[SOURCE MATERIAL Boundary: Start]
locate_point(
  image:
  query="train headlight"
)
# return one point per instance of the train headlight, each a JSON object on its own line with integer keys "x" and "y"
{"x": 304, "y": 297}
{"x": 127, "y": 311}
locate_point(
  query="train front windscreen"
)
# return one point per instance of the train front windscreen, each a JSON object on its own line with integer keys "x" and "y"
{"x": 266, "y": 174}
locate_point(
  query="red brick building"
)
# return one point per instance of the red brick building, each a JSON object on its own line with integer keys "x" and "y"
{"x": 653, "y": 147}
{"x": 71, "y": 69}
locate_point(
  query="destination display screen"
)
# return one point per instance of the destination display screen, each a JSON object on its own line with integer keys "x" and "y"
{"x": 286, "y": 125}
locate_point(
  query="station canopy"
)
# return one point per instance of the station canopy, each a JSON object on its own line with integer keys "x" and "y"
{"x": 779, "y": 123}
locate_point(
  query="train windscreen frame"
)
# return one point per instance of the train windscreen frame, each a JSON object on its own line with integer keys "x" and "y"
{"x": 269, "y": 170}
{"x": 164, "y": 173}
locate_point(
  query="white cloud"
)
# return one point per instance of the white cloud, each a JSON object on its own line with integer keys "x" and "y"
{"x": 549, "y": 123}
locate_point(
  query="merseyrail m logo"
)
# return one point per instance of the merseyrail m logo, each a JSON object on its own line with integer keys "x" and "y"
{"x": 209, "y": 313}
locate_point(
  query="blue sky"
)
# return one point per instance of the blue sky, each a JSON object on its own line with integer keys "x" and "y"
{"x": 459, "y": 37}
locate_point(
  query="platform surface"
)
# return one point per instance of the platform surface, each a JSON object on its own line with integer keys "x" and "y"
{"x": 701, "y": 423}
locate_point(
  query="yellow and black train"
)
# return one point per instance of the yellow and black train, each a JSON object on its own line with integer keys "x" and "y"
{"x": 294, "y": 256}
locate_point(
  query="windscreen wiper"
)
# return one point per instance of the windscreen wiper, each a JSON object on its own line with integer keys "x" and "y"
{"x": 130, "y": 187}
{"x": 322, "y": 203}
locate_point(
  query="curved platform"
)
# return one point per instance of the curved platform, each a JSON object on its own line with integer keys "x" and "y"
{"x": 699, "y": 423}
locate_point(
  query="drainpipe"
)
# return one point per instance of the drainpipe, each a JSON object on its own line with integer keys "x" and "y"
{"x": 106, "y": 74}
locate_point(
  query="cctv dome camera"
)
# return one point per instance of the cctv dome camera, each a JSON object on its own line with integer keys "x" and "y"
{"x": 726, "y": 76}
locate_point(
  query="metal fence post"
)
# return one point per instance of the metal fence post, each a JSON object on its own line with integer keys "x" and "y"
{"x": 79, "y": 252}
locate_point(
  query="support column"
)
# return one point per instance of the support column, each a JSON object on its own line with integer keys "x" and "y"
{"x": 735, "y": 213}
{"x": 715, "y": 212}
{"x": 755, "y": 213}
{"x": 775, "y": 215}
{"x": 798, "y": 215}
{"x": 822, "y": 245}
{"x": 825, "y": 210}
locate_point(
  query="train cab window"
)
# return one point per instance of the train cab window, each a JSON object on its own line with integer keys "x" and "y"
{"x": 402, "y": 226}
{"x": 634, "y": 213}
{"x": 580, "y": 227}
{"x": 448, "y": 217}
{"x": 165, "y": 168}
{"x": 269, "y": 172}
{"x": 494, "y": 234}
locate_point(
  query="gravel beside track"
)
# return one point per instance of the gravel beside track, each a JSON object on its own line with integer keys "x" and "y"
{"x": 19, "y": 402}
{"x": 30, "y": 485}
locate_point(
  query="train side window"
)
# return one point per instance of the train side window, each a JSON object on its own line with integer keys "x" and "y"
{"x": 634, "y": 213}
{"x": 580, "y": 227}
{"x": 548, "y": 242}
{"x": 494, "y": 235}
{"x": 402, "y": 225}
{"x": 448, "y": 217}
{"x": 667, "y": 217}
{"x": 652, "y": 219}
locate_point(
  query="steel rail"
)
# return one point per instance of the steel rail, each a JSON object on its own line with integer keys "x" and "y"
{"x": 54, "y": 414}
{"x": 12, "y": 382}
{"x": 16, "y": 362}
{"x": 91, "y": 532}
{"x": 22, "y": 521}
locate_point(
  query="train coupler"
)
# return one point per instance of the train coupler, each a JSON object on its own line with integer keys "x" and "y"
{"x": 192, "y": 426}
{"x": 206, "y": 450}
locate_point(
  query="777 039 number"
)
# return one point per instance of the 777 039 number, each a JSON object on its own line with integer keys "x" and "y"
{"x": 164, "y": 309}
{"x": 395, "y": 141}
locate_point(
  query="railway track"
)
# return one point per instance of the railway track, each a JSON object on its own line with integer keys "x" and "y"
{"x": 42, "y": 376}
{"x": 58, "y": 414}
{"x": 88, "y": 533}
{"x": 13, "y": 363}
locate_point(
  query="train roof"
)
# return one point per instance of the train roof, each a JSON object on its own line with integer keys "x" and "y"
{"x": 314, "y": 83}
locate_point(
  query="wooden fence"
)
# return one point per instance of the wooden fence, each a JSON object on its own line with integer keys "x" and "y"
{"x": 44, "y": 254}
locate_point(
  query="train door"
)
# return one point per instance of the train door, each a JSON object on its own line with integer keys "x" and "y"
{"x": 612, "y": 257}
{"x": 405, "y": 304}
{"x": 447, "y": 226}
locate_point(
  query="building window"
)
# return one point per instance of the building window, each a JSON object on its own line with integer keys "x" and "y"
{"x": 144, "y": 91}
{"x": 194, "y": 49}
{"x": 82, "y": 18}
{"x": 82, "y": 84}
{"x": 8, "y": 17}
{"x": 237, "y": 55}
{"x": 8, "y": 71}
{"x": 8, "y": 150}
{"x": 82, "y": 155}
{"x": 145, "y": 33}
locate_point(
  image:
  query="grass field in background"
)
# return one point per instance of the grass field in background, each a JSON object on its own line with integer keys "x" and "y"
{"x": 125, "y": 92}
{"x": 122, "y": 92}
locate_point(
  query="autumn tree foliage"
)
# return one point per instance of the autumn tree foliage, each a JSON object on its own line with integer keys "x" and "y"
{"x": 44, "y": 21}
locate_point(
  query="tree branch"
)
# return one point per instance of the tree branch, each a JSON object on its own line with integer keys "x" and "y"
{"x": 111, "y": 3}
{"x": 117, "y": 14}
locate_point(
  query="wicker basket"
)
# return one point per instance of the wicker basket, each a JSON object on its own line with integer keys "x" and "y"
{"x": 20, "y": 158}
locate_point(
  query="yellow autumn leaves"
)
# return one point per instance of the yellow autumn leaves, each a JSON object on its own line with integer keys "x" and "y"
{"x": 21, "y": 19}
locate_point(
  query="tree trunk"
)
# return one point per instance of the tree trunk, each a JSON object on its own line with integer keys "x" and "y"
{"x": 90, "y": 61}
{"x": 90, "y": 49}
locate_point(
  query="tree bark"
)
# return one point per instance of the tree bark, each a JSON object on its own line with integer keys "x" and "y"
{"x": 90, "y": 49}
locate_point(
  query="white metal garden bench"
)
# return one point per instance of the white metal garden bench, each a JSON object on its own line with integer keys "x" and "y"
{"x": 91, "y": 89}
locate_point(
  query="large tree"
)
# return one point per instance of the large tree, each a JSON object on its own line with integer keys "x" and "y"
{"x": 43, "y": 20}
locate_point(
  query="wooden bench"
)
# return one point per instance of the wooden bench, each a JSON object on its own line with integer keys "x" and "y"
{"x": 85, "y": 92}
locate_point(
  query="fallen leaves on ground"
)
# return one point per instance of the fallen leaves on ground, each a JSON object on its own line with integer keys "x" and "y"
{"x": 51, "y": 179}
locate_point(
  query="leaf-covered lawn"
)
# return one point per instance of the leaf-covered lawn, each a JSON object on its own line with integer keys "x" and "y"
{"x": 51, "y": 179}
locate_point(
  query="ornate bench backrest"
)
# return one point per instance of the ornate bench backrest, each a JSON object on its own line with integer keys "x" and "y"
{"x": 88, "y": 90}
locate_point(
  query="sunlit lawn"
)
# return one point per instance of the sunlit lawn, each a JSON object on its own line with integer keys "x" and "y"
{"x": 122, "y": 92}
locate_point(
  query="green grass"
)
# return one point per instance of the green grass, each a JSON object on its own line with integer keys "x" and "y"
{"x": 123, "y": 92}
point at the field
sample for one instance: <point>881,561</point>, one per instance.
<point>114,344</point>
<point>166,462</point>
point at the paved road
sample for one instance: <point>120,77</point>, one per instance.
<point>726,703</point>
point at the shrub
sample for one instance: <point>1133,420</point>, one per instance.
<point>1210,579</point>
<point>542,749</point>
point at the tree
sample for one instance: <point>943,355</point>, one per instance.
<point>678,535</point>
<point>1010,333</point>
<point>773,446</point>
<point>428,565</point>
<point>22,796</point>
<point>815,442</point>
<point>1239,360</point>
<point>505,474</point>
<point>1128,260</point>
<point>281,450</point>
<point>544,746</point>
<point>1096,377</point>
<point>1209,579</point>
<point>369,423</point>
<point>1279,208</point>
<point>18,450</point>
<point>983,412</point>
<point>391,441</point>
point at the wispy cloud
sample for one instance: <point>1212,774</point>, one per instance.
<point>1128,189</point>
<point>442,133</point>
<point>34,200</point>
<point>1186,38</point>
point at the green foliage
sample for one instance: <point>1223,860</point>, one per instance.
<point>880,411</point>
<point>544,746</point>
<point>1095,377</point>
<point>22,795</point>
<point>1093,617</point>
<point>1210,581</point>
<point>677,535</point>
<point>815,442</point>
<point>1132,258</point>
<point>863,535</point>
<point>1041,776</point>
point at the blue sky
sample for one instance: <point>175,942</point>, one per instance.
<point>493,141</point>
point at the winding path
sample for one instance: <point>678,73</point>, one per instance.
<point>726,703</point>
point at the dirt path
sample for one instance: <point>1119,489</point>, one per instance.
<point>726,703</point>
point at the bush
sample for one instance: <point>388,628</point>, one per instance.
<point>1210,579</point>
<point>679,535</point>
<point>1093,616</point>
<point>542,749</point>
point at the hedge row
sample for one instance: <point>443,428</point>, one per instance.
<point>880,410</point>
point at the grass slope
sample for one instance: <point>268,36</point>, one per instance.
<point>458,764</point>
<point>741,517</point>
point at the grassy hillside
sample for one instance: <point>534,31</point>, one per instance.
[SOURCE MATERIAL Boundary: End]
With "path" as the search string, filter the records and return each line that has it.

point at the winding path
point at the dirt path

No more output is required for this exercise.